**Problem to solve:** Reproduce the part of the rows that opens with the line containing "Detection label needed. Target: blue sky." and closes with the line containing "[531,162,640,187]", with both of those lines included. Leave the pictures out of your copy.

>> Start Dataset extract

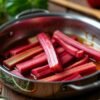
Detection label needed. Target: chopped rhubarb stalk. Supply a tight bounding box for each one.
[61,73,82,82]
[31,52,73,78]
[28,36,38,43]
[10,38,39,55]
[66,55,89,69]
[11,69,24,77]
[70,35,78,40]
[59,52,74,65]
[3,46,43,69]
[54,36,84,58]
[16,52,47,73]
[37,33,63,72]
[54,31,100,61]
[33,47,65,59]
[16,47,64,73]
[40,62,96,82]
[31,65,54,79]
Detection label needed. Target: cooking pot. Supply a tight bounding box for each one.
[0,9,100,98]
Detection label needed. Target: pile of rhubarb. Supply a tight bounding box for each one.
[3,30,100,82]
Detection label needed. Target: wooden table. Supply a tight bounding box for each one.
[0,0,100,100]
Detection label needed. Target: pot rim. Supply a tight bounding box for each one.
[0,13,100,84]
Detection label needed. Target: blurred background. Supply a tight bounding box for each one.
[0,0,100,24]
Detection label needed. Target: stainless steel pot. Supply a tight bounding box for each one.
[0,10,100,98]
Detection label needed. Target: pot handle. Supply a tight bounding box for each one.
[15,9,49,19]
[67,81,100,91]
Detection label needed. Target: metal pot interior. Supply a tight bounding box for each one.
[0,14,100,82]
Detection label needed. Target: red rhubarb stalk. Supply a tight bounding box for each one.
[11,69,24,77]
[54,35,84,58]
[54,31,100,61]
[16,47,64,73]
[40,62,96,82]
[61,73,82,82]
[31,65,54,79]
[66,55,89,69]
[3,46,43,69]
[10,37,39,55]
[37,33,63,72]
[59,52,74,65]
[31,52,73,79]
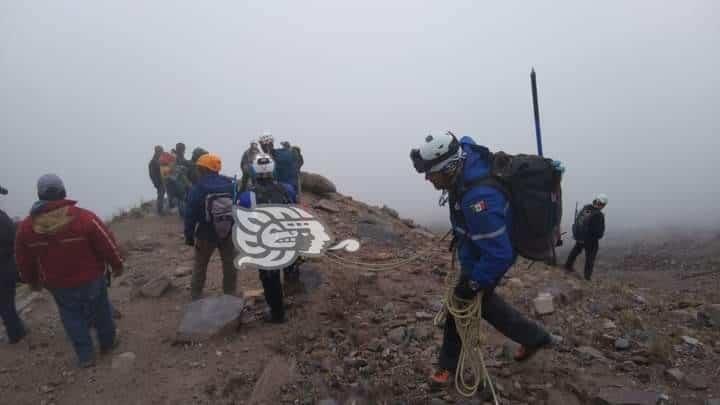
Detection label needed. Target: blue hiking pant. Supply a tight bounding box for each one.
[0,269,25,343]
[50,276,115,364]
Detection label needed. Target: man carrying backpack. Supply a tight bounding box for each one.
[148,145,165,214]
[410,131,551,386]
[565,194,608,281]
[259,132,304,190]
[15,174,123,368]
[0,187,27,344]
[240,142,260,191]
[185,154,237,300]
[238,154,298,323]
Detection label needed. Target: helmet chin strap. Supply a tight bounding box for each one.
[438,157,465,207]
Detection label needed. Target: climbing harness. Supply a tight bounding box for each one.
[434,252,499,405]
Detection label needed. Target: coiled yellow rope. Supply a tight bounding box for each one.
[434,260,499,405]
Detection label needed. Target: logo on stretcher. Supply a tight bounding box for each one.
[232,205,360,270]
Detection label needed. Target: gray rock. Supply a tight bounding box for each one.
[381,205,400,218]
[558,286,585,305]
[140,274,172,298]
[368,339,385,353]
[684,373,710,391]
[592,388,660,405]
[415,326,433,342]
[665,368,685,383]
[313,200,340,214]
[300,172,337,195]
[697,304,720,329]
[576,346,607,361]
[680,336,702,346]
[388,326,406,345]
[176,295,245,342]
[357,217,400,242]
[343,357,367,368]
[111,352,137,371]
[358,271,378,285]
[533,293,555,315]
[173,266,192,277]
[412,228,435,239]
[415,311,435,321]
[615,338,630,351]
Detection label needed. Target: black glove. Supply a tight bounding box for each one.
[455,276,480,301]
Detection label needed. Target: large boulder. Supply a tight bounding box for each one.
[300,172,337,195]
[176,295,245,342]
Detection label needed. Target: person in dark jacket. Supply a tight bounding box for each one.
[238,153,299,323]
[187,147,208,184]
[148,145,165,214]
[258,132,305,190]
[0,187,27,344]
[15,174,123,367]
[240,142,260,191]
[410,131,552,386]
[185,154,237,300]
[565,194,608,281]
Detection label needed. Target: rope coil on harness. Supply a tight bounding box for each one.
[325,252,430,272]
[434,255,499,405]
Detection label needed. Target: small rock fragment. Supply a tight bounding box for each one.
[533,293,555,316]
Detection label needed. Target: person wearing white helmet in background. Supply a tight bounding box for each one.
[238,153,299,323]
[240,142,260,192]
[258,131,304,196]
[565,194,608,281]
[410,131,552,387]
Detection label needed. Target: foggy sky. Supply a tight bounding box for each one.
[0,0,720,237]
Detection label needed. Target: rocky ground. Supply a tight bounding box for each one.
[0,185,720,405]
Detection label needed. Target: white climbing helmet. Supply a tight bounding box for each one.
[252,153,275,177]
[258,131,275,145]
[410,131,460,173]
[593,193,608,207]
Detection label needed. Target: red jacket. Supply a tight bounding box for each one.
[15,200,122,288]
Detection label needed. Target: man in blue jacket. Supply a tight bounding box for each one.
[258,132,304,190]
[0,187,27,344]
[410,131,551,385]
[185,153,237,300]
[233,153,299,323]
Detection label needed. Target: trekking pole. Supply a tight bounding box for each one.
[530,68,543,156]
[105,263,112,287]
[233,173,237,205]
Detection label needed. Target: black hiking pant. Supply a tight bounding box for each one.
[258,270,285,319]
[155,184,165,215]
[565,240,600,281]
[439,292,550,370]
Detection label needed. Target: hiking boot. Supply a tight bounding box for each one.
[100,334,120,355]
[428,368,451,391]
[513,337,553,362]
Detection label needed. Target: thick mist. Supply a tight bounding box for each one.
[0,0,720,235]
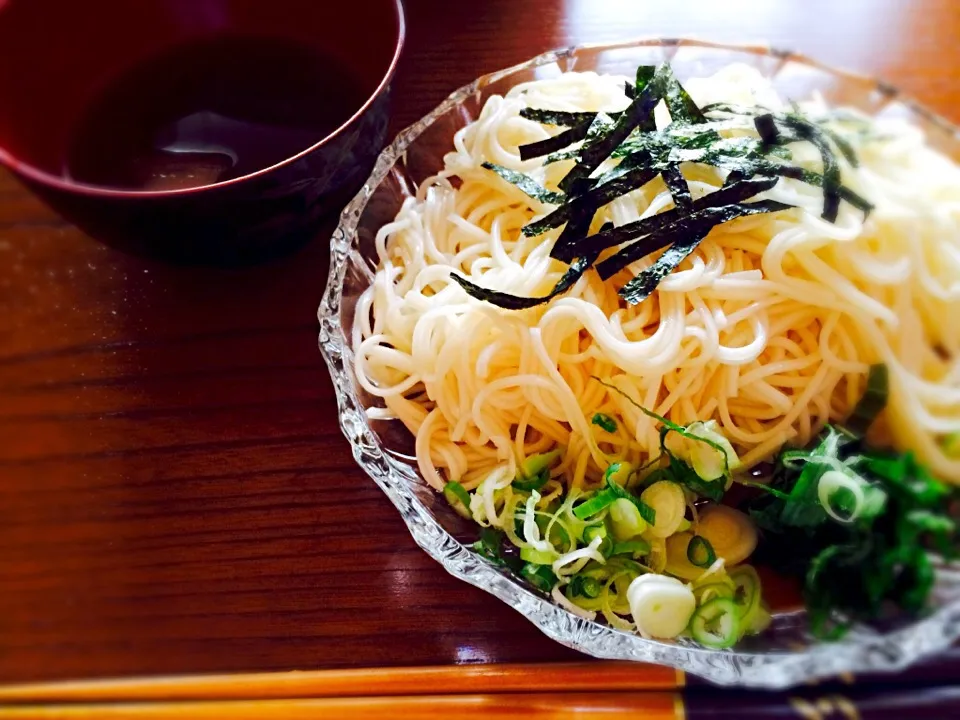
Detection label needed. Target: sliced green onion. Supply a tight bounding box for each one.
[690,597,740,649]
[817,470,866,523]
[518,448,564,478]
[472,527,503,562]
[729,565,761,623]
[573,489,617,520]
[520,562,557,592]
[583,523,607,545]
[640,480,687,538]
[520,545,560,565]
[610,539,650,560]
[511,448,563,492]
[570,574,603,599]
[693,582,736,605]
[603,463,657,525]
[583,523,613,557]
[591,413,617,433]
[697,505,759,565]
[443,480,473,520]
[608,498,647,540]
[687,535,717,568]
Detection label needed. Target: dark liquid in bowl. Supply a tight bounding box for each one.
[63,37,373,190]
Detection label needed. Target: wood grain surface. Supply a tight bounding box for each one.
[0,0,960,688]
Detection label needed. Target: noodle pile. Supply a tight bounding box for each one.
[354,66,960,490]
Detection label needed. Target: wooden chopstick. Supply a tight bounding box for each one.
[0,692,684,720]
[0,662,684,703]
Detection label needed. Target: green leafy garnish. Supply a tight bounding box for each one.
[590,413,617,433]
[687,535,717,568]
[748,422,960,638]
[520,563,557,593]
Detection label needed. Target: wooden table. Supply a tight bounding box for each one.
[0,0,960,696]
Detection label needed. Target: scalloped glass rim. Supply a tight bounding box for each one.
[318,39,960,688]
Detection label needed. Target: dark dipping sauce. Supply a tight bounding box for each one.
[62,36,374,190]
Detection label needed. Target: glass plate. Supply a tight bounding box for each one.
[319,39,960,688]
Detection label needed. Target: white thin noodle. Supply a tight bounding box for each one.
[354,66,960,489]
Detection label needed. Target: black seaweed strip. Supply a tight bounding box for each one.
[597,202,793,280]
[483,162,566,205]
[450,250,597,310]
[553,178,777,264]
[518,123,590,160]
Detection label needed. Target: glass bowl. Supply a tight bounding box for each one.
[319,39,960,688]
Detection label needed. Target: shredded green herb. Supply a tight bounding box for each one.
[747,420,960,639]
[590,413,617,433]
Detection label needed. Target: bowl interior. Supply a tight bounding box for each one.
[0,0,401,184]
[320,40,960,687]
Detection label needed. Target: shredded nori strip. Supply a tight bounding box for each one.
[450,250,597,310]
[597,200,793,286]
[560,64,672,193]
[660,165,693,209]
[451,63,873,310]
[519,123,590,160]
[662,72,707,125]
[520,108,597,127]
[551,178,777,264]
[619,225,713,305]
[522,167,658,237]
[483,163,566,205]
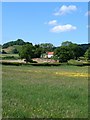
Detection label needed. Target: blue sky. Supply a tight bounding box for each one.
[2,2,89,46]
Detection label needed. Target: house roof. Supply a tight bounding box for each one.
[48,52,54,55]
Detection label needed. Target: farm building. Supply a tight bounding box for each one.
[41,52,54,58]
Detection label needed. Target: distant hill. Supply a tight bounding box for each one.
[2,39,25,49]
[0,39,90,53]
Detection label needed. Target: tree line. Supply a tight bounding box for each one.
[2,39,90,62]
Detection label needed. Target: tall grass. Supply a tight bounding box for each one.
[2,66,88,118]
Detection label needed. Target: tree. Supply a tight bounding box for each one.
[54,46,72,62]
[19,44,34,62]
[54,41,83,62]
[40,43,54,53]
[84,47,90,60]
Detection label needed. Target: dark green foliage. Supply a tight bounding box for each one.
[2,50,7,54]
[19,44,34,62]
[54,41,83,62]
[84,47,90,60]
[12,48,19,54]
[40,43,54,53]
[2,39,25,49]
[0,62,21,66]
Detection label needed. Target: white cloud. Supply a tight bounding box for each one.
[48,20,57,25]
[85,11,90,16]
[50,24,77,33]
[54,5,77,16]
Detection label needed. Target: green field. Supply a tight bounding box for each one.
[2,65,88,118]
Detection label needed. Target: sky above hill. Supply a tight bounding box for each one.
[2,2,90,46]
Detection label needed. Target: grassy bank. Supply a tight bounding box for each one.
[2,65,88,118]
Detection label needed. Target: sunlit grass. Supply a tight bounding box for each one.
[2,66,88,118]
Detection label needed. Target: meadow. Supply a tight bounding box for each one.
[2,65,88,118]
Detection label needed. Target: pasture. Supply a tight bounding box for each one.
[2,65,88,118]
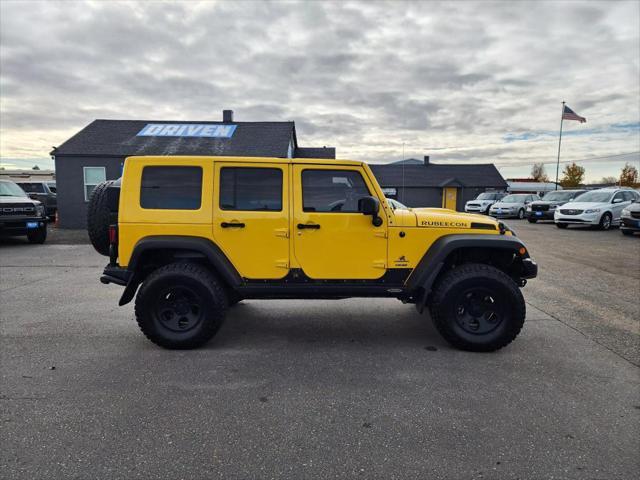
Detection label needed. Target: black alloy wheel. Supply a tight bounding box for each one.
[455,286,505,335]
[153,285,204,332]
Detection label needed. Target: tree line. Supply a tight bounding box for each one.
[531,162,640,187]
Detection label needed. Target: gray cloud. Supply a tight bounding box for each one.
[0,1,640,180]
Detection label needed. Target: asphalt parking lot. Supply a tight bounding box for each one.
[0,221,640,479]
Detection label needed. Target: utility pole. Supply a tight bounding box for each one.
[556,101,565,190]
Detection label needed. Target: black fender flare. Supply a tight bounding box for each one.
[118,235,243,306]
[406,234,537,312]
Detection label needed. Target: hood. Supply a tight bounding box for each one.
[467,200,495,204]
[562,202,611,210]
[530,200,567,205]
[491,201,524,208]
[411,208,498,230]
[0,197,40,205]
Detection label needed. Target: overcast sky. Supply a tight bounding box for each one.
[0,1,640,181]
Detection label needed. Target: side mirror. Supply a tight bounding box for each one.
[358,197,382,227]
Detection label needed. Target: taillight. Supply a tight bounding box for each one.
[109,225,118,245]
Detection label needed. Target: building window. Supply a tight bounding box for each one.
[82,167,107,202]
[220,167,282,212]
[302,170,370,213]
[140,167,202,210]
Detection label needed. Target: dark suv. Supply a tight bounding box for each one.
[0,180,47,243]
[526,190,586,223]
[16,181,58,220]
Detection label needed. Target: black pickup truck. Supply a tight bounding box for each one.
[0,180,47,243]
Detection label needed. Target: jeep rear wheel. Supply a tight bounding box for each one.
[135,263,228,349]
[430,264,526,352]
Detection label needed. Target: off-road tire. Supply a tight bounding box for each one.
[598,212,613,230]
[87,180,115,257]
[429,263,526,352]
[135,263,228,349]
[27,225,47,245]
[227,290,242,307]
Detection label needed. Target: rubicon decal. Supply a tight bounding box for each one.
[420,220,469,228]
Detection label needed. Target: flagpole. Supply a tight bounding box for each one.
[556,102,565,190]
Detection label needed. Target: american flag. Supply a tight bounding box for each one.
[562,105,587,123]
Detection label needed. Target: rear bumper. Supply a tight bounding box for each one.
[100,264,132,286]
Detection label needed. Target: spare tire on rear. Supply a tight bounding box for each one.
[87,180,115,257]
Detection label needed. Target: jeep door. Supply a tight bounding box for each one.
[213,162,289,279]
[291,164,387,280]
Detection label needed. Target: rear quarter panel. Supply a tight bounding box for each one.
[118,156,213,266]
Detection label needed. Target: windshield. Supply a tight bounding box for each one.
[543,191,575,202]
[387,198,409,210]
[476,193,498,200]
[573,190,613,203]
[0,182,27,197]
[500,195,529,203]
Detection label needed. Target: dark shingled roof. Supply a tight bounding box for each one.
[51,120,335,158]
[295,147,336,158]
[369,162,507,188]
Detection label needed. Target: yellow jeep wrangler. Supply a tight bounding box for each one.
[88,156,537,351]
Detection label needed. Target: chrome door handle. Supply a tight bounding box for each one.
[298,223,320,230]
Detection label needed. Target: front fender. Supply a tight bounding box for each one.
[406,234,538,312]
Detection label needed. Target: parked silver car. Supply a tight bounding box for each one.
[489,193,540,218]
[553,187,640,230]
[464,192,507,214]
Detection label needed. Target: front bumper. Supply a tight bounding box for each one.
[620,217,640,232]
[489,210,518,218]
[464,205,487,213]
[526,210,555,220]
[0,216,47,237]
[553,211,602,225]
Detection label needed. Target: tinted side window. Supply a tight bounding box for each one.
[302,170,370,212]
[140,167,202,210]
[220,167,282,212]
[18,182,44,193]
[611,192,624,201]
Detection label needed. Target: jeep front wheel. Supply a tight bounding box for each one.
[430,264,526,352]
[135,263,228,349]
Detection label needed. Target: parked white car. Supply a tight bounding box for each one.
[464,192,506,214]
[489,193,540,218]
[553,187,640,230]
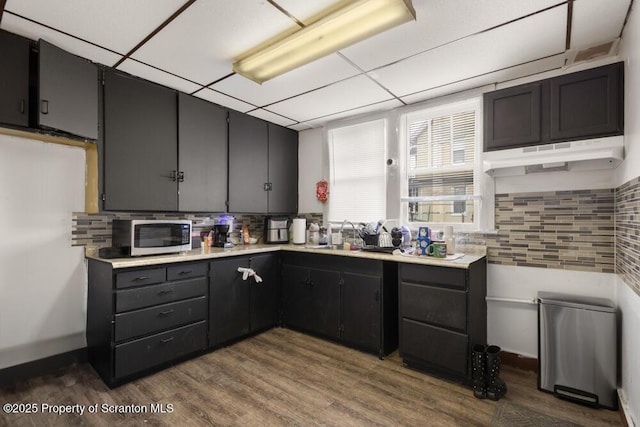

>> End Dataset extract

**Expected answer:**
Detection label needed. Target: blue sky. Supply a tight bounding box for each one.
[2,2,89,46]
Detection label needed. Target: house roof. Supply a tight bounding box for each one.
[48,52,54,55]
Detection label needed. Target: farm building. Supply a tight bounding box for each one.
[41,52,54,58]
Detection label needed. Target: distant hill. Supply a tight bounding box for each one.
[2,39,25,49]
[0,39,90,53]
Detection label needed. Target: tree line. Supply a tight bounding box for each one.
[2,39,90,62]
Detection label needed. Target: tall grass. Supply a tight bounding box for each one.
[2,66,88,118]
Detection label needed. Target: tree. Supply a tight bounding box for each one.
[54,46,72,62]
[19,44,34,62]
[54,41,83,62]
[40,43,54,53]
[84,47,90,60]
Detection label needed. Target: dark green foliage. Supply a tight bounding box for each one.
[2,50,7,54]
[19,44,34,62]
[54,41,83,62]
[84,47,90,60]
[12,48,19,54]
[40,43,54,53]
[2,39,25,49]
[0,62,21,66]
Detection label needed. Target: white cloud. Supply a tight bounding box for each one.
[48,20,57,25]
[85,11,90,16]
[50,24,77,33]
[54,5,77,16]
Detection label needed. Target: green field. Supply a tight bounding box for each one.
[2,65,88,118]
Detection label needed. Target: sky above hill. Supply a tight bounding box for each one.
[2,2,90,46]
Detection label needed. Target: grassy bank. Supply a tight bounding box for each one.
[2,65,88,118]
Detection label needed. Target: sunlit grass. Supply a tight bounding box for each one.
[2,66,88,118]
Detection label needed. Target: meadow. Supply a tight bounding box for each one.
[2,65,88,118]
Detection label needed. Target: pasture. Supply a tight bounding box for each one.
[2,65,88,118]
Detection label needed. Target: black alloy wheel. Supply a tight bounding box for each one.
[455,286,505,335]
[153,285,204,332]
Detection label needed. Target: tree line. Supply a tight bounding box for each one.
[531,162,640,187]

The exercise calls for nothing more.